(Location identification entries)
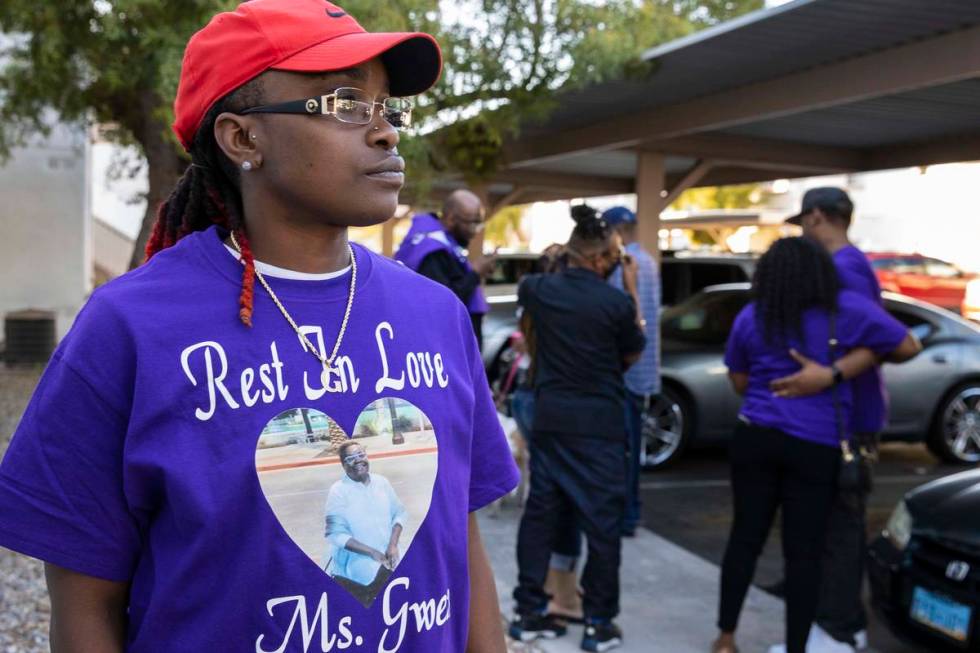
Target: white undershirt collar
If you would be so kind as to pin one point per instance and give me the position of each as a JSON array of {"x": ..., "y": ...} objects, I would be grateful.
[{"x": 283, "y": 273}]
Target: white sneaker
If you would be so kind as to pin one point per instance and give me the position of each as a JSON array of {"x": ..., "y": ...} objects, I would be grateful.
[
  {"x": 861, "y": 640},
  {"x": 818, "y": 641}
]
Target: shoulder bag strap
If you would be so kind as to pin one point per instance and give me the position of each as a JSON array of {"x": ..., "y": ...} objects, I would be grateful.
[{"x": 845, "y": 443}]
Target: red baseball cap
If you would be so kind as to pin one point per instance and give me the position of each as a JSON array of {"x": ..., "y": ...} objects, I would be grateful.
[{"x": 296, "y": 35}]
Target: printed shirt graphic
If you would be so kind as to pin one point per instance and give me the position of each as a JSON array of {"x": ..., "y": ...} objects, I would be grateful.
[
  {"x": 366, "y": 512},
  {"x": 138, "y": 456}
]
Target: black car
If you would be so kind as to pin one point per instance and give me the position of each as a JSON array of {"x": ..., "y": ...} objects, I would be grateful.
[{"x": 925, "y": 566}]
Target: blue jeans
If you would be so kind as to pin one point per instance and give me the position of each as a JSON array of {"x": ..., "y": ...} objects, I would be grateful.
[
  {"x": 568, "y": 543},
  {"x": 634, "y": 441}
]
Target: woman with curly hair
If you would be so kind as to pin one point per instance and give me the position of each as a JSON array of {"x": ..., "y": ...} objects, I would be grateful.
[{"x": 786, "y": 450}]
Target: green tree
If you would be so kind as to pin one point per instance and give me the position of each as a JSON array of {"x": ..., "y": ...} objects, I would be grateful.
[
  {"x": 739, "y": 196},
  {"x": 117, "y": 62}
]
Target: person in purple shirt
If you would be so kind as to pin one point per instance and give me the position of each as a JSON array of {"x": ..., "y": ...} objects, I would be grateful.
[
  {"x": 435, "y": 247},
  {"x": 785, "y": 452},
  {"x": 825, "y": 216},
  {"x": 136, "y": 472}
]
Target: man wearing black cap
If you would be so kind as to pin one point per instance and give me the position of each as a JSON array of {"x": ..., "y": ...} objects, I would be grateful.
[{"x": 825, "y": 217}]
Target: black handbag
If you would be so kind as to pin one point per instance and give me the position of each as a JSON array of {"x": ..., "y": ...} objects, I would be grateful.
[{"x": 851, "y": 477}]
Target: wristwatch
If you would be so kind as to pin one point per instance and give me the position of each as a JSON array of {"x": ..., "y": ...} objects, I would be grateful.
[{"x": 838, "y": 375}]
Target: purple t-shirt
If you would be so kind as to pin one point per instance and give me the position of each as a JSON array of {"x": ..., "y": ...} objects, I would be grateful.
[
  {"x": 870, "y": 396},
  {"x": 860, "y": 323},
  {"x": 172, "y": 447}
]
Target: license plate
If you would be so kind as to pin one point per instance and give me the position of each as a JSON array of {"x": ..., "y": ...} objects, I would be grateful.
[{"x": 939, "y": 613}]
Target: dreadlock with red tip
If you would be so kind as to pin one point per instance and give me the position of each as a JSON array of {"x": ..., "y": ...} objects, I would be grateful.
[{"x": 209, "y": 193}]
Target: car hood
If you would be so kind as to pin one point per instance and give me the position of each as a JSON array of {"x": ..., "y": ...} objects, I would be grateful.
[{"x": 948, "y": 507}]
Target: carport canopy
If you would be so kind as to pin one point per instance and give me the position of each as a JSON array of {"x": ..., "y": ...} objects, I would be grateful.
[{"x": 808, "y": 88}]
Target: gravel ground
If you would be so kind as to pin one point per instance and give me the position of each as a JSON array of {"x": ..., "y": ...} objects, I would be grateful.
[{"x": 24, "y": 607}]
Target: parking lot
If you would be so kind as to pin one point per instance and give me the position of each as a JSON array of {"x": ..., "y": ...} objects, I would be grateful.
[{"x": 690, "y": 505}]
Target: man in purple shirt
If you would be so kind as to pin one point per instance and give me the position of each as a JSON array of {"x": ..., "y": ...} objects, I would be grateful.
[{"x": 825, "y": 218}]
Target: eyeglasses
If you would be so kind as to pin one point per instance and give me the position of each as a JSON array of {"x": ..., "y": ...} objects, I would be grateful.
[
  {"x": 355, "y": 458},
  {"x": 351, "y": 105}
]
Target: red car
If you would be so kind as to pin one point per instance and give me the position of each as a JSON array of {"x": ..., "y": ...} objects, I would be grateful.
[{"x": 926, "y": 279}]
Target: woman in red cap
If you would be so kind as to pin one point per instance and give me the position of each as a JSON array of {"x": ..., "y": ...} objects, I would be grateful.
[{"x": 181, "y": 468}]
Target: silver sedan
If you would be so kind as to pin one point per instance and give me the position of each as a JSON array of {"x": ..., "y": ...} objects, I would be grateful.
[{"x": 935, "y": 397}]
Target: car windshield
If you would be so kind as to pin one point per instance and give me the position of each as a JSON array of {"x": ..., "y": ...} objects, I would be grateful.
[{"x": 706, "y": 318}]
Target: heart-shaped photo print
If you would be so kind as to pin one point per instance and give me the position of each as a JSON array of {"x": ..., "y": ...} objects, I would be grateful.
[{"x": 352, "y": 504}]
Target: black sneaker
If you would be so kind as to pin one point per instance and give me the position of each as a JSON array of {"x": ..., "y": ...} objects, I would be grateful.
[
  {"x": 528, "y": 627},
  {"x": 602, "y": 636}
]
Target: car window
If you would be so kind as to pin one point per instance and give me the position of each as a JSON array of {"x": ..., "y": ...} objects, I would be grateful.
[
  {"x": 714, "y": 274},
  {"x": 908, "y": 265},
  {"x": 704, "y": 319},
  {"x": 681, "y": 279},
  {"x": 674, "y": 283},
  {"x": 509, "y": 270}
]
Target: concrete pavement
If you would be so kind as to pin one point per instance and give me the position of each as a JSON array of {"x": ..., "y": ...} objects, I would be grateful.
[{"x": 669, "y": 596}]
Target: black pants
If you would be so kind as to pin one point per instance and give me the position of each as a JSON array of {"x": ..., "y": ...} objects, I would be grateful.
[
  {"x": 580, "y": 478},
  {"x": 840, "y": 611},
  {"x": 772, "y": 469}
]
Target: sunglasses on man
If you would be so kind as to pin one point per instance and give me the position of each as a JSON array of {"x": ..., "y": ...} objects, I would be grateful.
[
  {"x": 346, "y": 104},
  {"x": 355, "y": 458}
]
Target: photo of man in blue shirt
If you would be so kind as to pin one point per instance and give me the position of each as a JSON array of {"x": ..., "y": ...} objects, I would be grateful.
[{"x": 364, "y": 519}]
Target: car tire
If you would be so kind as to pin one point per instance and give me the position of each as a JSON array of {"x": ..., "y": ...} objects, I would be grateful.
[
  {"x": 667, "y": 425},
  {"x": 955, "y": 433}
]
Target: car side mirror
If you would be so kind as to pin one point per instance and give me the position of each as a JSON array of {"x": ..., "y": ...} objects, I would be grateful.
[{"x": 923, "y": 332}]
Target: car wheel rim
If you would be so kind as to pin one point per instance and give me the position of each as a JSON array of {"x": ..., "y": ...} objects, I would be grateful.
[
  {"x": 961, "y": 425},
  {"x": 663, "y": 430}
]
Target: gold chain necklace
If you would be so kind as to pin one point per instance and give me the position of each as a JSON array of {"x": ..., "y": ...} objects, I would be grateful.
[{"x": 327, "y": 362}]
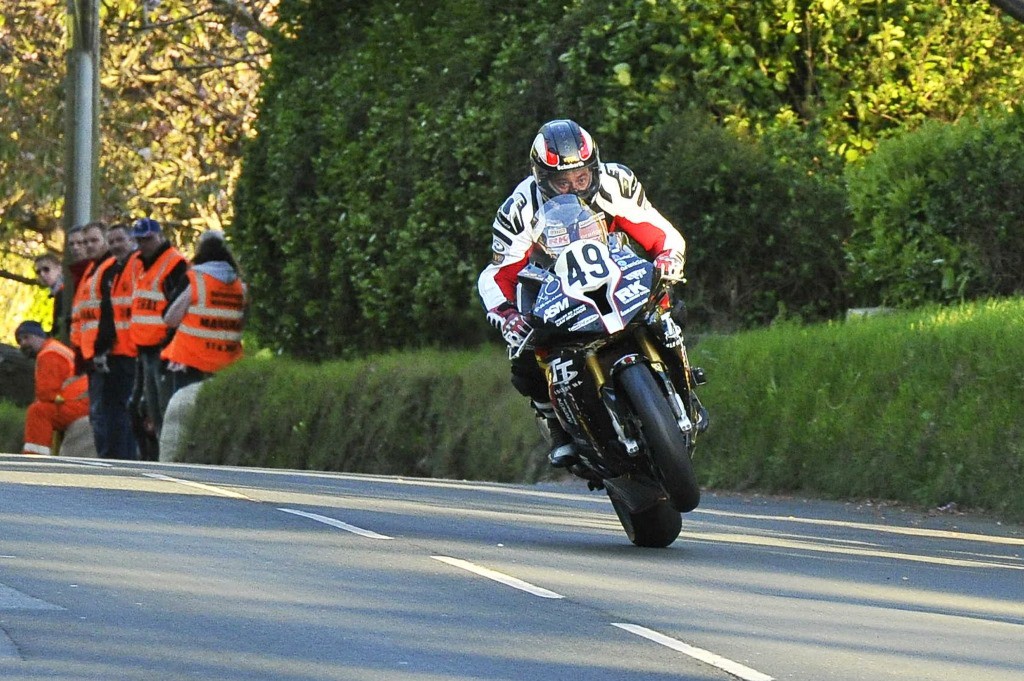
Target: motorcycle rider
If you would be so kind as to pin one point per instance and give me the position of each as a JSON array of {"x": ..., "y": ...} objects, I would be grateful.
[{"x": 564, "y": 159}]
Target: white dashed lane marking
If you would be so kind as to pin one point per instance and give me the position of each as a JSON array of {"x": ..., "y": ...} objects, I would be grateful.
[
  {"x": 336, "y": 523},
  {"x": 499, "y": 577},
  {"x": 735, "y": 669}
]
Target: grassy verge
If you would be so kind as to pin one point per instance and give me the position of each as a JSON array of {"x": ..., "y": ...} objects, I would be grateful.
[
  {"x": 922, "y": 407},
  {"x": 433, "y": 414}
]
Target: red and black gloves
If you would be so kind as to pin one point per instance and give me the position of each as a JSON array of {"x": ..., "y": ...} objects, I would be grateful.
[{"x": 513, "y": 326}]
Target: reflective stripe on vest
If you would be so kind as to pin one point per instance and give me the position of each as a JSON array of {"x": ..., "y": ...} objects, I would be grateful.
[
  {"x": 148, "y": 303},
  {"x": 75, "y": 387},
  {"x": 121, "y": 300},
  {"x": 89, "y": 310},
  {"x": 78, "y": 301},
  {"x": 210, "y": 335}
]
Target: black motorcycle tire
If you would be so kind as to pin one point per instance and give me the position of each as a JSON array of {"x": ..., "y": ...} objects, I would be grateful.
[
  {"x": 669, "y": 448},
  {"x": 654, "y": 527}
]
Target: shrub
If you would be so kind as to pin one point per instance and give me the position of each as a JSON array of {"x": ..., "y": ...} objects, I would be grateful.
[{"x": 939, "y": 214}]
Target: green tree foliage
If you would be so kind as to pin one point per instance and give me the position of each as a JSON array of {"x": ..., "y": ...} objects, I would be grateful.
[
  {"x": 391, "y": 131},
  {"x": 940, "y": 213}
]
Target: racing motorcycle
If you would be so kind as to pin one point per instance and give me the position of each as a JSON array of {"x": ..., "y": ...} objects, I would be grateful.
[{"x": 603, "y": 329}]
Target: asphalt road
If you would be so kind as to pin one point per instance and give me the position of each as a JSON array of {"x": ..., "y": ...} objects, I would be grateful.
[{"x": 128, "y": 570}]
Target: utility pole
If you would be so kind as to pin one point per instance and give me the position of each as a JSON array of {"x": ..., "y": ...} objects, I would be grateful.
[
  {"x": 81, "y": 126},
  {"x": 82, "y": 123}
]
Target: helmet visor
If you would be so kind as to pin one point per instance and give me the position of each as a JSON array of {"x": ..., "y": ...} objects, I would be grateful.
[{"x": 576, "y": 181}]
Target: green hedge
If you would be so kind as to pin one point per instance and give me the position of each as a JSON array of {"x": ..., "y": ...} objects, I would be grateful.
[
  {"x": 389, "y": 132},
  {"x": 426, "y": 414},
  {"x": 939, "y": 214},
  {"x": 920, "y": 407},
  {"x": 11, "y": 427}
]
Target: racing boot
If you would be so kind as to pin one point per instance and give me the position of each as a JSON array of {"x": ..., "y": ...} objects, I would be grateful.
[{"x": 563, "y": 452}]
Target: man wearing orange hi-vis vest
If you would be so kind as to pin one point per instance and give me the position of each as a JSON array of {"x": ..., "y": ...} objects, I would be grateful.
[
  {"x": 160, "y": 277},
  {"x": 209, "y": 315},
  {"x": 85, "y": 307},
  {"x": 109, "y": 350},
  {"x": 61, "y": 397}
]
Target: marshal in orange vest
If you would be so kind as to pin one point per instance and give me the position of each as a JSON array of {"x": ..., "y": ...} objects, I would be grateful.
[{"x": 209, "y": 337}]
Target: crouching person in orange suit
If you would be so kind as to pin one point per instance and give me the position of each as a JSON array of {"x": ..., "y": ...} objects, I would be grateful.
[{"x": 61, "y": 397}]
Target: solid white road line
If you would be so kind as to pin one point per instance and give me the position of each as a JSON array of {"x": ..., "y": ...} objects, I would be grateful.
[
  {"x": 735, "y": 669},
  {"x": 499, "y": 577},
  {"x": 336, "y": 523},
  {"x": 198, "y": 485}
]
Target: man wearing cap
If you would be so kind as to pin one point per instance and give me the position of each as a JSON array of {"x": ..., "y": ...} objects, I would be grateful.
[
  {"x": 61, "y": 397},
  {"x": 160, "y": 277}
]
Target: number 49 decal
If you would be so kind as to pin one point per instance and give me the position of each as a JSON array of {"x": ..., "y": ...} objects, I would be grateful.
[{"x": 585, "y": 265}]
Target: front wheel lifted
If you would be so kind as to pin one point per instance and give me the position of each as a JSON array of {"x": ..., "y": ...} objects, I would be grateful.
[
  {"x": 669, "y": 448},
  {"x": 654, "y": 527}
]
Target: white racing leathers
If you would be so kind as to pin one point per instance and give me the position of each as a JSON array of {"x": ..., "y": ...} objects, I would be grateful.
[{"x": 626, "y": 209}]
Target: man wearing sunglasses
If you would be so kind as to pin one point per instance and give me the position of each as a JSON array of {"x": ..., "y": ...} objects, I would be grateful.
[{"x": 50, "y": 274}]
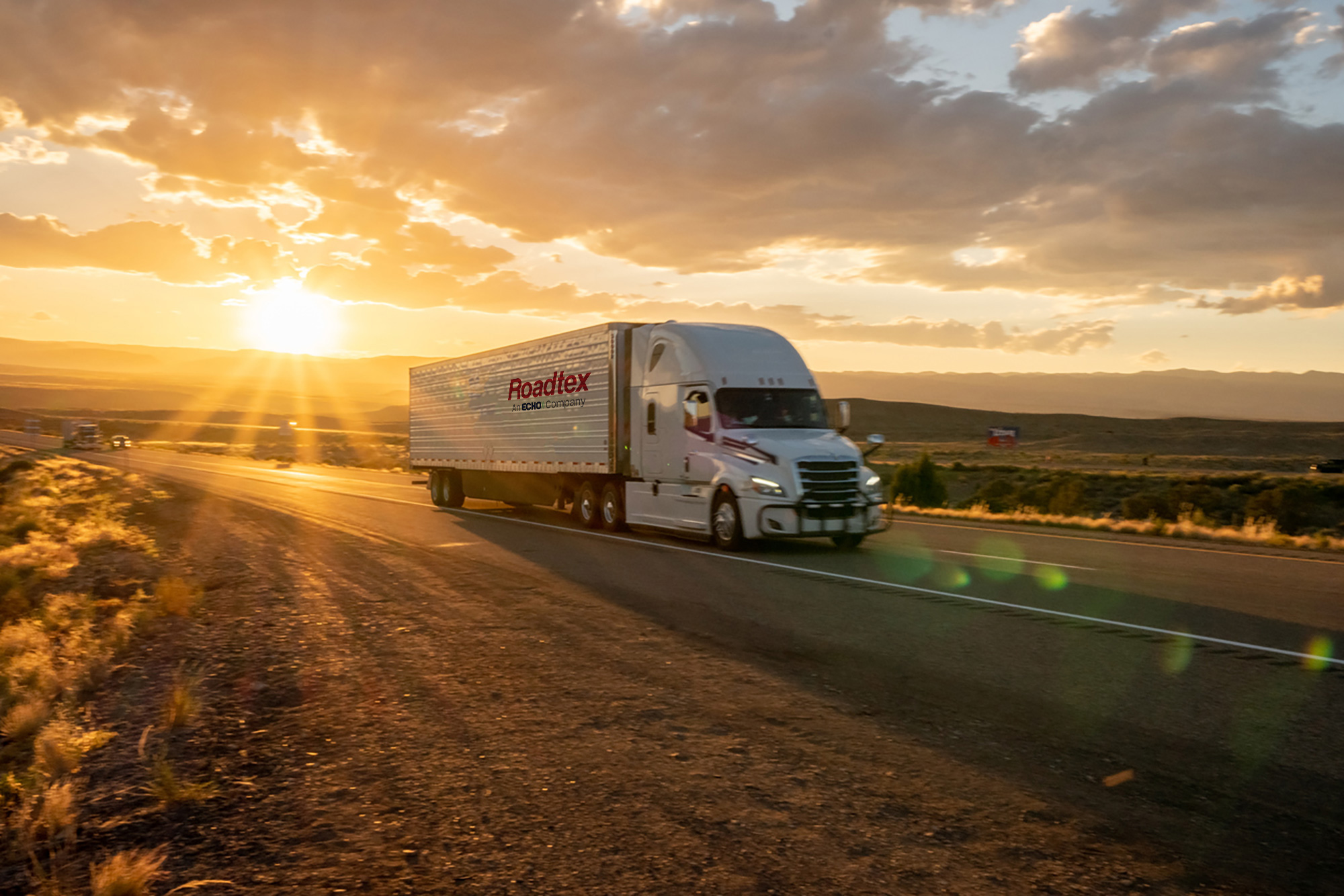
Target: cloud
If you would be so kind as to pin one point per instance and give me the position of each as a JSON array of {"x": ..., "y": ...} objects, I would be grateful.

(WHAT IS NEEDED) Using the records above, copy exactly and only the lines from the line with "Target: number 49 decal" through the end, both included; leave every picture out.

(COMPLETE RESPONSE)
Target: number 49 decal
If you would be so kind as to pin one point per instance and give me the position of each as a JSON array of {"x": ..., "y": ...} objects, I would be grateful.
[{"x": 585, "y": 265}]
Target: front wheel lifted
If you would be so kind as to pin one point per instance and give me the position of each as a JSON array of {"x": ..., "y": ...} objects, I would be grateful.
[
  {"x": 669, "y": 448},
  {"x": 654, "y": 527}
]
Target: white racing leathers
If you would be so kind as to pin one point per instance and give me the position of each as a JSON array of {"x": ..., "y": ...} objects, I would be grateful.
[{"x": 626, "y": 209}]
Target: man wearing sunglasses
If you would be so kind as to pin one point per instance and give me the position of each as a JSON array of {"x": ..., "y": ...} objects, I would be grateful.
[{"x": 50, "y": 274}]
Target: cloud
If you would be so kind as to pin one point per instance and give me the position of each as a JSON array of {"x": ..., "y": ...} objects, I would be grateful.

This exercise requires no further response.